_RECORDS SUPPLIED_
___

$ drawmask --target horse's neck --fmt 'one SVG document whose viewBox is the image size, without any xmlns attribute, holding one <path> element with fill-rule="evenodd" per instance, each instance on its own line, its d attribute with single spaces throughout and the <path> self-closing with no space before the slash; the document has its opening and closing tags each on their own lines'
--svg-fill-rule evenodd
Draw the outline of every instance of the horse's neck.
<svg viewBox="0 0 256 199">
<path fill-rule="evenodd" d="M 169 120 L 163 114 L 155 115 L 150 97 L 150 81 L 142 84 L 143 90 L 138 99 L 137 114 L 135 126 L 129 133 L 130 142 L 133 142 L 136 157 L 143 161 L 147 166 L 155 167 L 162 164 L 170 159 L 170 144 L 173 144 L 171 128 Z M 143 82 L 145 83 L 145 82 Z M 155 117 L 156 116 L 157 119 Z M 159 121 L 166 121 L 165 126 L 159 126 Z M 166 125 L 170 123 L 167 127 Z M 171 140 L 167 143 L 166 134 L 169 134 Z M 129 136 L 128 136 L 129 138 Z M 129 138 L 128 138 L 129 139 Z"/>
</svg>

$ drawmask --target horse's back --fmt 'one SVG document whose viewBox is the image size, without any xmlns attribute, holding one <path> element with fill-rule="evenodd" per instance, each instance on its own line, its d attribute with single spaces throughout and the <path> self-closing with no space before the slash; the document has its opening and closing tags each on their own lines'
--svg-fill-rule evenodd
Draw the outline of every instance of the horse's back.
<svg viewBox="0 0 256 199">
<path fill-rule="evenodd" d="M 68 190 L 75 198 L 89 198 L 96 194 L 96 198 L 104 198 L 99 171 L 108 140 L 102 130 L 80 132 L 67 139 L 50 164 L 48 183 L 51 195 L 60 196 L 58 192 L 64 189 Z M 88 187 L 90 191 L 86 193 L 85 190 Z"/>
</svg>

___

Transcribe every entry exactly, omitting nothing.

_COMPLETED EXERCISE_
$ drawmask --target horse's neck --fmt 'one SVG document whose viewBox is the image size, without any xmlns attribute, holding one <path> element with fill-rule="evenodd" per instance, each instance on its own line, its d attribute with single spaces throughout and the <path> self-closing with no space before the slash; the document has its opening and closing tags each on their own lines'
--svg-fill-rule evenodd
Draw the outline of every instance of the horse's neck.
<svg viewBox="0 0 256 199">
<path fill-rule="evenodd" d="M 169 120 L 163 114 L 155 115 L 150 97 L 150 81 L 142 84 L 143 90 L 138 99 L 137 114 L 135 126 L 129 133 L 130 142 L 133 142 L 136 157 L 143 161 L 147 166 L 155 167 L 162 164 L 170 159 L 170 144 L 173 144 L 171 128 Z M 143 82 L 145 83 L 145 82 Z M 155 117 L 156 116 L 157 119 Z M 159 121 L 166 121 L 165 126 L 159 126 Z M 166 125 L 170 123 L 167 127 Z M 171 140 L 167 143 L 166 134 L 169 134 Z M 129 136 L 128 136 L 129 138 Z M 129 138 L 128 138 L 129 139 Z"/>
</svg>

$ drawmask --target horse's back --fmt 'one SVG document whose viewBox is the image size, without any xmlns attribute, holding one <path> element with fill-rule="evenodd" per instance, each instance on its own line, its d attribute with single spaces throughout and the <path> self-closing with no space before the slash; the document has its opening and closing tags each on their own lines'
--svg-fill-rule evenodd
Draw the outline of every instance of the horse's back.
<svg viewBox="0 0 256 199">
<path fill-rule="evenodd" d="M 68 190 L 75 198 L 89 198 L 96 194 L 96 198 L 104 198 L 99 171 L 108 140 L 102 130 L 80 132 L 67 139 L 50 164 L 48 183 L 51 195 L 60 196 L 58 192 L 64 189 Z M 88 187 L 90 191 L 86 193 L 85 190 Z"/>
</svg>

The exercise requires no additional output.